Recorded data
################

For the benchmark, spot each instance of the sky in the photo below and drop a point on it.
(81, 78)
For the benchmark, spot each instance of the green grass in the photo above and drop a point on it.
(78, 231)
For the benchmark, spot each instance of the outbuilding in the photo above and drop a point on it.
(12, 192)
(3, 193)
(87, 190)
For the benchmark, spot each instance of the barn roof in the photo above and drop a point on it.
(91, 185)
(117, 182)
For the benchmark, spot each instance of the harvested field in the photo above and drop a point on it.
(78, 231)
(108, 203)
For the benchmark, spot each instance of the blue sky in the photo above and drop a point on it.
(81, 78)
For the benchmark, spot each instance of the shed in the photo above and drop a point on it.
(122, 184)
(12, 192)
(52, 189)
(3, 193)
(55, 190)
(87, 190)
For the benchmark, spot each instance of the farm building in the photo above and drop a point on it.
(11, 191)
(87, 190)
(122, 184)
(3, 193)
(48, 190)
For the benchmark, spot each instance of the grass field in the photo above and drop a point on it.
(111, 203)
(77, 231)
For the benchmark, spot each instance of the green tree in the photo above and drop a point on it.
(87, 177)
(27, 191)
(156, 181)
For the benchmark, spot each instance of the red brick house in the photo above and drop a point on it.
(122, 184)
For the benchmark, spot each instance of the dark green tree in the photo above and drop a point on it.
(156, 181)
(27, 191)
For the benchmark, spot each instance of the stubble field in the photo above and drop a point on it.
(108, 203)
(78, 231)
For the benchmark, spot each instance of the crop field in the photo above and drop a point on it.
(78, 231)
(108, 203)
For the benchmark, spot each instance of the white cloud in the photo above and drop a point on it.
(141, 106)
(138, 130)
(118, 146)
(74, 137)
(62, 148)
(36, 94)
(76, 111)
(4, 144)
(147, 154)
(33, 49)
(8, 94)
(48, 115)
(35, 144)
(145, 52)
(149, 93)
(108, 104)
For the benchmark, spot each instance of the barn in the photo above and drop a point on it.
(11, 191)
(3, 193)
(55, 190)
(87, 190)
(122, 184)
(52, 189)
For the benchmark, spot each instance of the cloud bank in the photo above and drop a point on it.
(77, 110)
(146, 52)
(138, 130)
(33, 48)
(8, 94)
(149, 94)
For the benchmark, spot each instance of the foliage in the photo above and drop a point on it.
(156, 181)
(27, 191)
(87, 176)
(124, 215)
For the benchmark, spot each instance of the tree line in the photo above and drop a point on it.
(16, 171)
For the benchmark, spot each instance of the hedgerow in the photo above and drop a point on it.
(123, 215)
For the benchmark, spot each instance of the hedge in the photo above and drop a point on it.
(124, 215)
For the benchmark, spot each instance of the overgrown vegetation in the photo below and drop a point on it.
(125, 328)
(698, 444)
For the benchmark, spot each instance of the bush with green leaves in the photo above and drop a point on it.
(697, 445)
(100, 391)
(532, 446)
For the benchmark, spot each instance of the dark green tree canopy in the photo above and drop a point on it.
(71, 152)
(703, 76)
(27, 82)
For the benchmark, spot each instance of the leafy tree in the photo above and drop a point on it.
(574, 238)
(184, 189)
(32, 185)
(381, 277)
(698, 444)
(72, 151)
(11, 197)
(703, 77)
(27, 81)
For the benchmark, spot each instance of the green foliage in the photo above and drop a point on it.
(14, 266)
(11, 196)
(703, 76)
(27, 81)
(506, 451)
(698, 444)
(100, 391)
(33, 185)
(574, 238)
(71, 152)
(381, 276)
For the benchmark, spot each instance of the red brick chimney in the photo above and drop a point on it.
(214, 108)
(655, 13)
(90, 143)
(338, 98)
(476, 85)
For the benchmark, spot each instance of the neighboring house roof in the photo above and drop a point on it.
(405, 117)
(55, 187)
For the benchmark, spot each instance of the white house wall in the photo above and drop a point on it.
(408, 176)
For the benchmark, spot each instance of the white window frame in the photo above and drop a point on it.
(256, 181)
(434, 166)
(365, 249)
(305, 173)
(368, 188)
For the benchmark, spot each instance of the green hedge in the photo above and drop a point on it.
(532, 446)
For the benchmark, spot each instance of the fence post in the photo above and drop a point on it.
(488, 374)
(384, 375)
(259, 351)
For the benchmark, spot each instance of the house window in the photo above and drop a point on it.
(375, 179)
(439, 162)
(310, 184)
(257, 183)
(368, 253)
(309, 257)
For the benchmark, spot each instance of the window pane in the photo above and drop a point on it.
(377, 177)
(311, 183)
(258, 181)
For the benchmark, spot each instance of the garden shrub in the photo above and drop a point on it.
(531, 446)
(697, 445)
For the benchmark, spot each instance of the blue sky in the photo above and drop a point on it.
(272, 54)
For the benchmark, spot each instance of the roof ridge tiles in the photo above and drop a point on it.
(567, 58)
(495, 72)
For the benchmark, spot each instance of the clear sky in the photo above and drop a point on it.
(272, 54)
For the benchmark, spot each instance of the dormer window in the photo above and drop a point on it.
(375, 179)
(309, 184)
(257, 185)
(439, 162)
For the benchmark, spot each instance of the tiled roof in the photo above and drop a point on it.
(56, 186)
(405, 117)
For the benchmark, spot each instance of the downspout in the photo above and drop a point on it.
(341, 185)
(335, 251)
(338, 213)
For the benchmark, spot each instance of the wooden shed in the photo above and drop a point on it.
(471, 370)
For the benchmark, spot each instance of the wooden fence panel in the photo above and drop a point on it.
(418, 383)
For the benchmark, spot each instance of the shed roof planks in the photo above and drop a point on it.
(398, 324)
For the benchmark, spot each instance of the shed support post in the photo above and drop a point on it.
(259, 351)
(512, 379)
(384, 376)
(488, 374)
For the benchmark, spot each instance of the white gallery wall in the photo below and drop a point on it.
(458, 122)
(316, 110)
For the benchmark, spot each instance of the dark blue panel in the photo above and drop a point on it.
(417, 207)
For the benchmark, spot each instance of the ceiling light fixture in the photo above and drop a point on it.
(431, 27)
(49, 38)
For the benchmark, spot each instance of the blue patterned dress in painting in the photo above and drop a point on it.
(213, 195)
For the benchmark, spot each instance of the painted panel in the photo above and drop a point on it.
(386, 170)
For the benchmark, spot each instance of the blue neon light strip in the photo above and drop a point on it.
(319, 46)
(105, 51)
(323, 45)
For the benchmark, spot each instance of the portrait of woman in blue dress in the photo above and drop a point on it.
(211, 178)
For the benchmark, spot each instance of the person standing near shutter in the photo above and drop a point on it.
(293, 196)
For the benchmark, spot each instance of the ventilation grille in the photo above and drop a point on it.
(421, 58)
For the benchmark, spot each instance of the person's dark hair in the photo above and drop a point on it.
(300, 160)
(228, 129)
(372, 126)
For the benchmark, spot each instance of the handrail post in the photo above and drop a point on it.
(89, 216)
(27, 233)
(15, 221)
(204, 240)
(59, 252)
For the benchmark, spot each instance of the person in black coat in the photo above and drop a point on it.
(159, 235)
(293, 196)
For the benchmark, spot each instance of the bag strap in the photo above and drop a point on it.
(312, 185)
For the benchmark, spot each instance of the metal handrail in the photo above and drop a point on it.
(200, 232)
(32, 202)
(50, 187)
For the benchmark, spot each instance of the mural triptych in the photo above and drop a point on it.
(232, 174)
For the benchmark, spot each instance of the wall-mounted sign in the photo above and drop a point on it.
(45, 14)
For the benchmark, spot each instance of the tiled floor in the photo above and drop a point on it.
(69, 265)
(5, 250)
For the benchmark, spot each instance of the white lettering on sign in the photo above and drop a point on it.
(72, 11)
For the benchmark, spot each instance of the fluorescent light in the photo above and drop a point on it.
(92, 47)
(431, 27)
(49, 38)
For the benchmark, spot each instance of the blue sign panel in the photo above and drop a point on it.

################

What is required
Exactly reproduce every record.

Completed task
For the benchmark, spot each instance of the sky in the photo below and drop a point on it.
(81, 78)
For the benchmark, spot each instance of the green grass in the photo above and drop a point on it.
(78, 231)
For the benchmark, spot each instance of the outbuilding in the photo above and drop a point on it.
(12, 192)
(3, 193)
(87, 190)
For the benchmark, spot each instance of the barn roof in the photo above and drop a point on it.
(91, 185)
(117, 182)
For the benchmark, spot each instance of the harvested field in the photo above and drop a point on it.
(78, 231)
(108, 203)
For the benchmark, spot each instance of the blue sky in the photo above and drop a point on it.
(81, 78)
For the benchmark, spot each instance of the shed in the photo above and drop a point on it.
(122, 184)
(12, 192)
(52, 189)
(3, 193)
(55, 190)
(87, 190)
For the benchmark, spot each instance of the farm building in the photo above and drop a point on it.
(11, 191)
(87, 190)
(122, 184)
(3, 193)
(48, 190)
For the benchmark, spot each instance of the grass field in the photo above and drop a point on it.
(111, 203)
(77, 231)
For the benchmark, spot each instance of the green tree in the photo above and drop a point on it.
(87, 177)
(27, 191)
(156, 181)
For the benchmark, spot each instance of the red brick house in the photo above and drop a point on it.
(122, 184)
For the benchmark, spot each instance of the dark green tree in the photo above and drop a point on it.
(156, 181)
(27, 191)
For the benchmark, spot each instance of the stubble field in the photo above and drop a point on it.
(108, 203)
(78, 231)
For the benchmark, spot each instance of the crop field in the photo above and drop a point on it.
(78, 231)
(108, 203)
For the benchmark, spot each instance of the white cloud in the photo above and drop a point on it.
(141, 106)
(138, 130)
(118, 146)
(74, 137)
(62, 148)
(36, 94)
(76, 111)
(4, 144)
(147, 154)
(33, 49)
(8, 94)
(48, 115)
(35, 144)
(145, 52)
(149, 93)
(108, 104)
For the benchmark, spot each instance of the barn in the photo above and drop a point on it.
(11, 191)
(3, 193)
(55, 190)
(87, 190)
(122, 184)
(52, 189)
For the benchmark, spot each instance of the cloud bank in the photo above and drop a point on it.
(77, 110)
(146, 52)
(138, 130)
(33, 48)
(8, 94)
(149, 94)
For the benchmark, spot each instance of the foliage in the photo above and drop a point on it.
(156, 181)
(27, 191)
(87, 176)
(124, 215)
For the benchmark, spot each instance of the tree line in the photo above and drop a point on it.
(16, 171)
For the benchmark, spot each instance of the hedgerow in the photo above and drop a point on it.
(123, 215)
For the benchmark, spot each instance of the hedge in the photo above and drop a point on it.
(124, 215)
For the benchmark, spot each instance of the overgrown vegetation in the photo below and drop a point on it.
(125, 328)
(698, 444)
For the benchmark, spot each instance of the bush with green leaves in the photo above and drop a point on it.
(697, 445)
(100, 391)
(532, 446)
For the benchmark, spot each instance of the dark green tree canopy in the photo above and drop a point on it.
(71, 152)
(703, 76)
(27, 82)
For the benchmark, spot each instance of the leafy tree in the photo above and drop a point on it.
(574, 238)
(184, 189)
(32, 185)
(381, 277)
(698, 444)
(72, 151)
(11, 197)
(703, 77)
(27, 81)
For the benchmark, spot each instance of the green foliage in the photo above and drop a point on it.
(14, 266)
(11, 196)
(703, 76)
(27, 81)
(506, 451)
(698, 444)
(100, 391)
(33, 185)
(574, 238)
(71, 152)
(381, 276)
For the benchmark, spot each instance of the red brick chimney in the photo above and drop a point on it.
(214, 108)
(655, 13)
(90, 143)
(338, 98)
(476, 85)
For the benchmark, spot each instance of the neighboring house roof in the photo above and drop a point on it.
(405, 117)
(55, 187)
For the benchmark, spot each instance of the white house wall in the photo above and drop a point on it.
(408, 176)
For the benchmark, spot each instance of the white window frame in the photo above and drop a point on it.
(256, 181)
(434, 166)
(365, 249)
(305, 173)
(368, 188)
For the benchmark, spot each instance of the green hedge in the photo above and drop a point on it.
(532, 446)
For the benchmark, spot each instance of the fence post in the photo above and drop a point on it.
(488, 374)
(384, 375)
(259, 351)
For the benchmark, spot each instance of the house window in the photo above and drop a point on it.
(375, 179)
(439, 162)
(310, 184)
(257, 183)
(368, 253)
(309, 257)
For the benchmark, spot each instance of the window pane in the photo above and drop a point on it.
(377, 177)
(311, 183)
(258, 181)
For the benchmark, spot each instance of the garden shrub in the photo above and drop a point on it.
(531, 446)
(697, 445)
For the benchmark, spot each instance of the blue sky in the photo above and drop a point on it.
(272, 54)
For the benchmark, spot each instance of the roof ridge tiles in the photo above and drop a point on it.
(567, 58)
(495, 72)
For the benchmark, spot each instance of the clear sky in the photo above and drop a point on it.
(272, 54)
For the benchmark, spot each instance of the dormer window in the photo above and drop a point on it.
(375, 179)
(309, 184)
(257, 185)
(439, 162)
For the benchmark, spot each instance of the tiled roof in the photo above and drop a point on it.
(56, 186)
(405, 117)
For the benchmark, spot each instance of the downspout in the photo above and drop a point on it.
(341, 185)
(335, 251)
(338, 213)
For the benchmark, spot each instance of the wooden shed in the photo above and drop a point on it.
(471, 370)
For the benchmark, spot each instance of the wooden fence panel in the photo above and drop a point on it.
(418, 383)
For the benchmark, spot each instance of the shed roof planks in the photo above and drop a point on it.
(398, 324)
For the benchmark, spot each instance of the shed support post in the photo above and drop a point on it.
(259, 351)
(512, 379)
(384, 376)
(488, 374)
For the benchmark, spot each instance of the white gallery wall in the photo below and drop a point on it.
(458, 122)
(316, 110)
For the benchmark, spot each instance of the dark blue panel in the photo above and drop a point on it.
(417, 207)
For the benchmark, spot each instance of the ceiling light fixture in the photo above and drop a point on it.
(431, 27)
(49, 38)
For the benchmark, spot each instance of the blue patterned dress in painting in the photo above and drop a point on it.
(213, 195)
For the benchmark, spot each instance of the painted panel in the photo above and drop a point on it.
(386, 170)
For the benchmark, spot each instance of the blue neon light strip in the photo above and drop a point on it.
(319, 46)
(105, 51)
(323, 45)
For the benchmark, spot each instance of the portrait of woman in blue dress in the photo above and drop a point on it.
(211, 178)
For the benchmark, spot each instance of the person standing near shutter in the photo above and drop a point on it.
(293, 196)
For the benchmark, spot each instance of the ventilation grille in the photo above and drop a point on it.
(421, 58)
For the benchmark, spot each instance of the person's dark hair in the photo above and drop a point on it.
(300, 160)
(228, 129)
(372, 126)
For the benchmark, spot each instance of the handrail post in the photo above and drop a point on it.
(89, 216)
(27, 233)
(15, 221)
(204, 240)
(59, 252)
For the benchmark, spot each instance of the person in black coat in the photo above and drop a point on it.
(159, 235)
(293, 196)
For the benchmark, spot each instance of the bag strap in the photo above and drop a point on it.
(312, 185)
For the benchmark, spot each instance of the metal handrail in the photo above and drop a point on it.
(200, 232)
(32, 202)
(50, 187)
For the benchmark, spot each instance of the mural triptych in the photo above and drop a point on it.
(232, 174)
For the benchmark, spot each instance of the wall-mounted sign in the photo above and drop a point on it.
(45, 14)
For the benchmark, spot each instance of the tiled floor in the photo above and drop a point on it.
(69, 265)
(5, 250)
For the benchmark, spot each instance of the white lettering on sign in the photo above and drop a point on it.
(72, 11)
For the benchmark, spot each instance of the fluorescent light in the photo above and drop a point on it.
(92, 47)
(431, 27)
(49, 38)
For the benchmark, spot each instance of the blue sign panel in the photo above and drop a point on it.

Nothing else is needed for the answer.